## [Extracted text]
● ● ● ● ●

In someone who articulates her thoughts in well-contemplated sentences and paragraphs, and who magnifies her decisive ideas with an extensive vocabulary, Martha Plimpton’s conversational tic — do you know what I mean? — begins to feel ironic after a while. Because it is impossible not to know what she means.
There are performers — not necessarily the movie stars, but the actors — who become unknowing touchstones of our lives because we grow up with and live alongside them: Plimpton is one of those. At 43, she has been famous, or at least recognizable, for more than 30 years, having been acting professionally since 1980. Her range is vast: She’s excelled in classic stage roles and broad TV comedy. Despite all the perils that haunt kid stars, not to mention women in entertainment who dare age, she has created a place for herself in which she is both professionally prolific and a real person. From the consumed way she sounds when she’s talking about her work, she appears not to have lost her passion for it — nor has she lost her patience or her nerve.
Along the way, Plimpton has been nominated for three Tony Awards and three Emmys (winning once, for Best Guest Actress in a Drama in 2011, for her portrayal of Patti Nyholm, a maddening, occasional courtroom foil for Julianna Margulies’ Alicia on The Good Wife). She has been in more than 20 movies, both big and mainstream (The Goonies, Parenthood) and indie (I Shot Andy Warhol, Eye of God). She’s currently appearing as the trenchant, broken-hearted Brooke in Jon Robin Baitz’s Other Desert Cities at the Old Vic in London. Activism is a big part of her life as well: She co-founded the abortion rights-focused organization A Is For, and especially on the subject of abortion and lefty politics, she is a scathingly proficient user of the Twitter megaphone.
View this image ›
Plimpton as Virginia Chance on Fox’s Raising Hope. John P. Fleenor / FOX
On Friday, Plimpton’s most lasting role, as Virginia Chance on Fox’s underappreciated comedy Raising Hope, will come to an end after four seasons. The show has revolved around the working-class Chance family’s loving and insane efforts to raise little Hope, who was conceived during a one-night-stand Jimmy Chance (Lucas Neff) had with a hot serial killer who was then executed in prison. As Jimmy’s mother and Hope’s (young!) grandmother, Virginia has been the show’s almost-reasonable/also ludicrous heart. Her loving constancy with her husband, Burt (Garret Dillahunt), has provided the show’s screwball, Coen Brothers-like throughline.

● ● ● ● ●

## [Task description]
Name every movie that the profile of Martha Plimpton mentions by title.

## [Material]
● ● ● ● ●

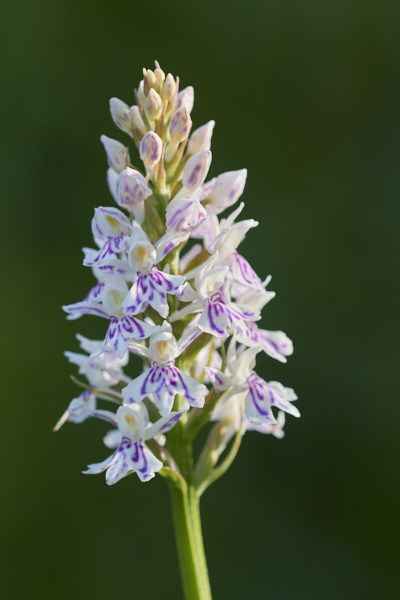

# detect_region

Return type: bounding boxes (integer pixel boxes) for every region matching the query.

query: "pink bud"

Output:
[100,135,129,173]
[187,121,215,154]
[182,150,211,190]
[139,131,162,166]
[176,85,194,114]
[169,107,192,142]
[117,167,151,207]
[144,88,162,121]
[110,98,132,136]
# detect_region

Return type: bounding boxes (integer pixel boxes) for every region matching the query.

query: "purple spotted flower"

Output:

● ● ● ● ●

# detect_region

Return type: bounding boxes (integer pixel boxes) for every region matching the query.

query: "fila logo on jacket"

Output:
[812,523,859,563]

● ● ● ● ●

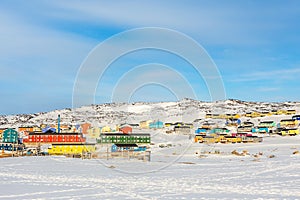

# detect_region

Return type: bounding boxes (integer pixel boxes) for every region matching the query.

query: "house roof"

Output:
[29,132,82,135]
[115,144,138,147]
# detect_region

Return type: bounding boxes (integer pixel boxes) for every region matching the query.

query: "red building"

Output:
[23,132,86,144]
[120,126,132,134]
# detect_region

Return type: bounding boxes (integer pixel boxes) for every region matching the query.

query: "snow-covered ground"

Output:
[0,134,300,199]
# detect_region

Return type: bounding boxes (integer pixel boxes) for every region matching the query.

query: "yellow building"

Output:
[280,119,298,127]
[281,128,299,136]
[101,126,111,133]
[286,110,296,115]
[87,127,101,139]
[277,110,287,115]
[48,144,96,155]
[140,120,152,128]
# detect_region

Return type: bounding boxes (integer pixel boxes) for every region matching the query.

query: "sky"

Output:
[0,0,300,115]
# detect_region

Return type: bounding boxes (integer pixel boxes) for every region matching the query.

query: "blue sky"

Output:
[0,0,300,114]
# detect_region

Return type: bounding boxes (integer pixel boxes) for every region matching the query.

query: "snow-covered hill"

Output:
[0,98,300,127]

● ● ● ● ●

## [Answer for the task]
The Goonies, Parenthood, I Shot Andy Warhol, Eye of God